#### [TASKS TO CARRY OUT]
1. Answer these from the quiz passage on symbolic interactionism:
(a) What is the marked answer to Question 4?
(b) According to the explanation, what is the key difference between symbolic interactionism and behaviorism?
(c) What does Blumer's second premise state?
2. Extend the quiz passage on symbolic interactionism, starting after its final line.

#### [TEXT PASSAGE]
++++++++++++++++++++

Question 4 True / False
Symbolic interactionism and behaviorism both explain behavior as responses to stimuli, with the key difference being that symbolic interactionism focuses on larger-scale stimuli.
TTrue
FFalse
Answer: False
Symbolic interactionism explicitly rejects the stimulus-response model. The key difference is not the scale of stimuli but the interpretive layer between stimulus and response. Blumer's second premise states that meanings arise from social interaction, not from stimuli themselves. Humans do not respond mechanically — they interpret stimuli by assigning meanings drawn from cultural frameworks before responding, and these meanings can be revised. This interpretive process is entirely absent from behaviorism.
Question 5 Short Answer
What did Blumer mean by saying that meanings are 'handled through interpretive processes' rather than mechanically applied, and why does this make social life genuinely open-ended?
Think about your answer, then reveal below.

++++++++++++++++++++

Stored items
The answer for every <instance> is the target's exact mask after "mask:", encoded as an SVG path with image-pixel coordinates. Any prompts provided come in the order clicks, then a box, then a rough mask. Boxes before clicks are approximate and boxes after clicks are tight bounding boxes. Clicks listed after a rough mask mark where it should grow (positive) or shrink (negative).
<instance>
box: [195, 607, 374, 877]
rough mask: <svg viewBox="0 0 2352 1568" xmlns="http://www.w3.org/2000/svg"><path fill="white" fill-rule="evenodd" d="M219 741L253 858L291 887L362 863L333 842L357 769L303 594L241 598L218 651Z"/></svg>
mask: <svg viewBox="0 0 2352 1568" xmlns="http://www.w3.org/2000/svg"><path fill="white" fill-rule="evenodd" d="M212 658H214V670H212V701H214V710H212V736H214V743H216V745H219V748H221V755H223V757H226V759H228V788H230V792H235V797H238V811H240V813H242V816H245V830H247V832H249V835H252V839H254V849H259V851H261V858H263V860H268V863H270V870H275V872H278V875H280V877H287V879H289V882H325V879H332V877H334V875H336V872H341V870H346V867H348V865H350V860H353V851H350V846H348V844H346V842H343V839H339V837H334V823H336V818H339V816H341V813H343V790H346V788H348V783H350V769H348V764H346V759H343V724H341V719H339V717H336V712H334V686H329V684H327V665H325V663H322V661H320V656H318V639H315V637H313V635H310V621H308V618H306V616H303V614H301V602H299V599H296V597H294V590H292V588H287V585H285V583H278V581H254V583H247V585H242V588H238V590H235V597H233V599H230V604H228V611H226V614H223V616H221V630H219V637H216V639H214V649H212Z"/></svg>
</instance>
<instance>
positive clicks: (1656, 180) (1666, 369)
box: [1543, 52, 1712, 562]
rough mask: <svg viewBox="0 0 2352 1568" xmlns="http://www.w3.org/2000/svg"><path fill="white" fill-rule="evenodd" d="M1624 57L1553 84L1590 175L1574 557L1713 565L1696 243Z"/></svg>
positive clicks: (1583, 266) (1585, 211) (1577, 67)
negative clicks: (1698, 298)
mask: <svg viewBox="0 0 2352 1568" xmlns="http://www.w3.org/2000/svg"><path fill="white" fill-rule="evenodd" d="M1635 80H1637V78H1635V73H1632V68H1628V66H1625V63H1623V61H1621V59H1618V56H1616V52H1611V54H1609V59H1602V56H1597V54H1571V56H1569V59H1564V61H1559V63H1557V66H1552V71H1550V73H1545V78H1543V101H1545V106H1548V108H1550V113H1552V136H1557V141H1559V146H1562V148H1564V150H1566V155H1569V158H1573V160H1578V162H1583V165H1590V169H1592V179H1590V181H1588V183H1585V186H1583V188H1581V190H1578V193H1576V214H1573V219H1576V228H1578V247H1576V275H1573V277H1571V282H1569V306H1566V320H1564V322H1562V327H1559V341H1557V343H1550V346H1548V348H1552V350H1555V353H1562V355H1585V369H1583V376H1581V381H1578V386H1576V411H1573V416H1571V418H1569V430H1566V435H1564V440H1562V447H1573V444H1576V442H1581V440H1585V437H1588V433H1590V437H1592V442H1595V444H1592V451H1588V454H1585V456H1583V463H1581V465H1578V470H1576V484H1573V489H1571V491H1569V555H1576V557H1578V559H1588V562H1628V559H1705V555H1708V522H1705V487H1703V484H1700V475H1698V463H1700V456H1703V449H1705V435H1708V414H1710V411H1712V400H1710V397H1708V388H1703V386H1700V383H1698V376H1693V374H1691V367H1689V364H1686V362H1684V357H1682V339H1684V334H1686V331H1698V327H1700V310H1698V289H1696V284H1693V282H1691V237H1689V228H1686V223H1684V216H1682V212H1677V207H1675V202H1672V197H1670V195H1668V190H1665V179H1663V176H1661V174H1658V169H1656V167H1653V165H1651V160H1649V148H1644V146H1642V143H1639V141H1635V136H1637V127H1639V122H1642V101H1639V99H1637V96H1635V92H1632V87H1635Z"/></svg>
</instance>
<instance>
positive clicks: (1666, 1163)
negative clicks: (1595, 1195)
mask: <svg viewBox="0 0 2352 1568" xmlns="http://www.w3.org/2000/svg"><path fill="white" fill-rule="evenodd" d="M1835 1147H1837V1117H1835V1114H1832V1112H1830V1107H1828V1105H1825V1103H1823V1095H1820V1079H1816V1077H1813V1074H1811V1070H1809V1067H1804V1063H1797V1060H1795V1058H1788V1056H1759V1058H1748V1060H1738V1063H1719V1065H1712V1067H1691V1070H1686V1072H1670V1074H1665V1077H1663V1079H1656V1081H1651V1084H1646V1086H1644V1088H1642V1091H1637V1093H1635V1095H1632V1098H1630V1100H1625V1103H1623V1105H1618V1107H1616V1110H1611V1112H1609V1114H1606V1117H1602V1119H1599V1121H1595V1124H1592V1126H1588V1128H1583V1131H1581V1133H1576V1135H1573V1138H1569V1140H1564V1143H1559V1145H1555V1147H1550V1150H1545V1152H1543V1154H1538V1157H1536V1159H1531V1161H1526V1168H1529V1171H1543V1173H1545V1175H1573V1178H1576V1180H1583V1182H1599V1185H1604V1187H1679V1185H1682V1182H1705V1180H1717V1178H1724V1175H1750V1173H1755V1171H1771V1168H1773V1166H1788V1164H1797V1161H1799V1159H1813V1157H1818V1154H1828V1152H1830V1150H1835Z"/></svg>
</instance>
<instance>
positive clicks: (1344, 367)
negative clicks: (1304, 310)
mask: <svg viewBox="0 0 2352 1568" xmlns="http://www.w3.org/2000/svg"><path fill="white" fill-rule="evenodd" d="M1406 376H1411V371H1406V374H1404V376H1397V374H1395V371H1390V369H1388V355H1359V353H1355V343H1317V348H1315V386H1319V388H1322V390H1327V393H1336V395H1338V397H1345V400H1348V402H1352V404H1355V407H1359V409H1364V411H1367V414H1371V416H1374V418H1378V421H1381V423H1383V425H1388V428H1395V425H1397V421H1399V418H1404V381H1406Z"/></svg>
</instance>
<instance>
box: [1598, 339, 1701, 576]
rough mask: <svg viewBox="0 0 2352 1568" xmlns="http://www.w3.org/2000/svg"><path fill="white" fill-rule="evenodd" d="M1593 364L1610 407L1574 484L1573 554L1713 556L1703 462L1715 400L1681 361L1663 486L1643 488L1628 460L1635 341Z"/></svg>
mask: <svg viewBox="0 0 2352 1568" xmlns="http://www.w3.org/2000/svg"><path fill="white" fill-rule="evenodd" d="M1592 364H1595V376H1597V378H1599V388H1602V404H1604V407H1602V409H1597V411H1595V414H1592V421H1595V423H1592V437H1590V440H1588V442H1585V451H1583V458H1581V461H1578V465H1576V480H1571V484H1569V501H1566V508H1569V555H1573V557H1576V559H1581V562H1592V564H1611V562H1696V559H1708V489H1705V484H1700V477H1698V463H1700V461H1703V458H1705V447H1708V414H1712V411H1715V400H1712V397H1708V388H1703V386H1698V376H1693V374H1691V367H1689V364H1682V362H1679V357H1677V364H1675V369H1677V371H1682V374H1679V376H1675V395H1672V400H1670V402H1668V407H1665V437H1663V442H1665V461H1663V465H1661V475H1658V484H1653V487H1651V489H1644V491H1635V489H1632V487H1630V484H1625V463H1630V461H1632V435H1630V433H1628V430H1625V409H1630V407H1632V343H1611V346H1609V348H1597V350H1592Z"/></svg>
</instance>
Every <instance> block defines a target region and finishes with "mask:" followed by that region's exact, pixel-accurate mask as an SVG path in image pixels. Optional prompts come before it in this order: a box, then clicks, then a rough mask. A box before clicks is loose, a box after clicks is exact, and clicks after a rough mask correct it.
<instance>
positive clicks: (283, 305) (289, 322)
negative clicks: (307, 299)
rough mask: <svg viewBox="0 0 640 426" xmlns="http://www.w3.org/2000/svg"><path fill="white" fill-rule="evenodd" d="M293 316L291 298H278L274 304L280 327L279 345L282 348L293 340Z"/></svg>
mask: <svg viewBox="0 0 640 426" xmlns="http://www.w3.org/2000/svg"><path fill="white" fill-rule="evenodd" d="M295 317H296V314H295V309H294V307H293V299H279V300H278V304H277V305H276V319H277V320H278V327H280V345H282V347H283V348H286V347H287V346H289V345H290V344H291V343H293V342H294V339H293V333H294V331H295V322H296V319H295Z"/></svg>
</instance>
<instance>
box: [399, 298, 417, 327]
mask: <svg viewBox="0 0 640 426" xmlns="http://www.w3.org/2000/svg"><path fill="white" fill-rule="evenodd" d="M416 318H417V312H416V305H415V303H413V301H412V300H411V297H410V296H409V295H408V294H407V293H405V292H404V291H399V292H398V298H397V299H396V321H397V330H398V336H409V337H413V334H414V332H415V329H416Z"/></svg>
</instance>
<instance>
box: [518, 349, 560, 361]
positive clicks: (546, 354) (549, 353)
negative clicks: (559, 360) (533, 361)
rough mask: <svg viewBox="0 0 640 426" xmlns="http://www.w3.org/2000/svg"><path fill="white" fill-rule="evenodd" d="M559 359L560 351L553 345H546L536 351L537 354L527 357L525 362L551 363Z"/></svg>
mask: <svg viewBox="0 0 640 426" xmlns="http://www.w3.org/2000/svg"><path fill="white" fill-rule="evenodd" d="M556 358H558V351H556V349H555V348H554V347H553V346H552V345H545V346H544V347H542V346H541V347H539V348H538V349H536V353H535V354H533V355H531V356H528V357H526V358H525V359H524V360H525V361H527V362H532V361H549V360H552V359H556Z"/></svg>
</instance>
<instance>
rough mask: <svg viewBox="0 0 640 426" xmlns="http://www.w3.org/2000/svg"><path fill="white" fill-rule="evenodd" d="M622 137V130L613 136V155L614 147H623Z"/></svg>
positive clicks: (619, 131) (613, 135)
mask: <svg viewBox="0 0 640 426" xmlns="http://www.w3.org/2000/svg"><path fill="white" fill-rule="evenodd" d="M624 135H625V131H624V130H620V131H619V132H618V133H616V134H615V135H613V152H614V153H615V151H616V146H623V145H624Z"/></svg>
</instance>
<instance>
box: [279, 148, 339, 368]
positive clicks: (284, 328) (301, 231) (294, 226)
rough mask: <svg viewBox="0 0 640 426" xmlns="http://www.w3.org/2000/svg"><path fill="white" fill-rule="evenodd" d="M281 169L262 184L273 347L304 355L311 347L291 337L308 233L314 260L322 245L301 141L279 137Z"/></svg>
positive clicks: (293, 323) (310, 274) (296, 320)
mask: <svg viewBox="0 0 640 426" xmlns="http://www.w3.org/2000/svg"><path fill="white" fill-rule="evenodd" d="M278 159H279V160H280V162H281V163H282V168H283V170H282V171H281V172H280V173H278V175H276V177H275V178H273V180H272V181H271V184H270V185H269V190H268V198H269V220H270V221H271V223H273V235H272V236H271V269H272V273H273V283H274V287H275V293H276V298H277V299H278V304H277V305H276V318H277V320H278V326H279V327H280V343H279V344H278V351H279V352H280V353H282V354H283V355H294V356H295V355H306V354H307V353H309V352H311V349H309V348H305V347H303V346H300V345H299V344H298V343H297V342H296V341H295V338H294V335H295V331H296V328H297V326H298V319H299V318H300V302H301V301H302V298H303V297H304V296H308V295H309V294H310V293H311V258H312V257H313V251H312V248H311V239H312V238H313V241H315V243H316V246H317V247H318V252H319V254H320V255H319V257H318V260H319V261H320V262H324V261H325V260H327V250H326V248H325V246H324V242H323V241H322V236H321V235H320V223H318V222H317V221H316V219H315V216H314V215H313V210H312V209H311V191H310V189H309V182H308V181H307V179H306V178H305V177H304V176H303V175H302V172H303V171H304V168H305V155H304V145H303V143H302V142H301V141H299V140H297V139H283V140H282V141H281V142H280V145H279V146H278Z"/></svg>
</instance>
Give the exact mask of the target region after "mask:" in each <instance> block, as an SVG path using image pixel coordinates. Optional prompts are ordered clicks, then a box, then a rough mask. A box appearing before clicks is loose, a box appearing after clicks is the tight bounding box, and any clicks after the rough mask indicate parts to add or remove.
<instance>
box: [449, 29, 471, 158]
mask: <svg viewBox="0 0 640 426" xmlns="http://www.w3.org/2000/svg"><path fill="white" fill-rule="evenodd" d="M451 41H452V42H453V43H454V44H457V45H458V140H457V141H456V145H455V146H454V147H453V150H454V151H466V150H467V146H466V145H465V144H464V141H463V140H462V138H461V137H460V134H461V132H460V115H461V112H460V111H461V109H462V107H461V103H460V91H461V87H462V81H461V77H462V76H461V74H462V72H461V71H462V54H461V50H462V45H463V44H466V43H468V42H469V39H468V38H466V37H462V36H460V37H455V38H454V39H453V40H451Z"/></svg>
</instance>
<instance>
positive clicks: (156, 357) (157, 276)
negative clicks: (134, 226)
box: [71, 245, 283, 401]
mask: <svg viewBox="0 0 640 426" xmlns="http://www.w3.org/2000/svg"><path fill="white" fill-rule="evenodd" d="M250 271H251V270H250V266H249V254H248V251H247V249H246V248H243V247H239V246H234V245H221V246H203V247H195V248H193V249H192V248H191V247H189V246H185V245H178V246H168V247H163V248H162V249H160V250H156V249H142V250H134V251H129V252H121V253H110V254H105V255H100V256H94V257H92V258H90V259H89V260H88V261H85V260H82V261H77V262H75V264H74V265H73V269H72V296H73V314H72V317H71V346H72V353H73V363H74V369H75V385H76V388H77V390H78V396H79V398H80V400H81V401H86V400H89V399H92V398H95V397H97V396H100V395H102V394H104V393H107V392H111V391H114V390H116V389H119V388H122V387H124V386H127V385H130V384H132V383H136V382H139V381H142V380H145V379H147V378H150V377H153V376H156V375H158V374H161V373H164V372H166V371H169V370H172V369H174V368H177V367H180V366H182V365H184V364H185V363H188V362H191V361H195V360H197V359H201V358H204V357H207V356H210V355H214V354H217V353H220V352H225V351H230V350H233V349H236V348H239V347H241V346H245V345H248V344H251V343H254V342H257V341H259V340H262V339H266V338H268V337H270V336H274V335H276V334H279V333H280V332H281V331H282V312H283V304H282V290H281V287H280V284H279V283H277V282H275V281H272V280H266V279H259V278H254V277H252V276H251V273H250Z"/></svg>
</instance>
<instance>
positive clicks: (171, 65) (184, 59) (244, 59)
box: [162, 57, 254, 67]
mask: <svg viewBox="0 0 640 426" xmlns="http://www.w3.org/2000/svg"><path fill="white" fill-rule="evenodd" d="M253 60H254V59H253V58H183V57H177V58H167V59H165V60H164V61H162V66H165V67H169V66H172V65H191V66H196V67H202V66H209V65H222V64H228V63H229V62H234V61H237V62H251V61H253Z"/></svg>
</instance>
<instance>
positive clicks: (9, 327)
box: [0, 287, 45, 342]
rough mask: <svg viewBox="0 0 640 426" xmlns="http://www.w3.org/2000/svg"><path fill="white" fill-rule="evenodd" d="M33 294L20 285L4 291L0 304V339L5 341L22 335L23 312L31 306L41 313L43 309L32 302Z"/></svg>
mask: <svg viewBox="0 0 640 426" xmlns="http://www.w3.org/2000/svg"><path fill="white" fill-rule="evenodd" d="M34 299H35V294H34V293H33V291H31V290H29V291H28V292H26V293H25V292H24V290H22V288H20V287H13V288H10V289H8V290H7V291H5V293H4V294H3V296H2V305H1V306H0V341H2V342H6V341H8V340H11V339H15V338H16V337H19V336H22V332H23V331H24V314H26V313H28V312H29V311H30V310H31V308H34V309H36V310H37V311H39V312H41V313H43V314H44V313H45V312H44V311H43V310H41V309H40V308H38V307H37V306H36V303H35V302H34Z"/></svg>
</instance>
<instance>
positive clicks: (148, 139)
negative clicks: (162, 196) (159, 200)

++++++++++++++++++++

#### [ANSWERS IN ORDER]
1.
(a) False.
(b) The key difference is the interpretive layer between stimulus and response, not the scale of stimuli.
(c) Meanings arise from social interaction, not from stimuli themselves.

2.
Model answer: Meanings are not fixed rules that automatically produce the same behavior in every similar situation. When actors encounter a situation, they actively work out what it means by drawing on available cultural frameworks while remaining open to revision based on the specific context and responses of others. The same setting, object, or gesture can take on different meanings depending on who is involved, what prior interaction has occurred, and how participants respond. Social reality is continuously negotiated rather than pre-programmed.
This is what distinguishes symbolic interactionism from both behaviorism (mechanical stimulus-response) and structural functionalism (behavior determined by internalized norms). The interpretive layer means behavior is neither random nor fully determined — it is constrained by culture but not rigidly fixed by it, which is why social change is possible.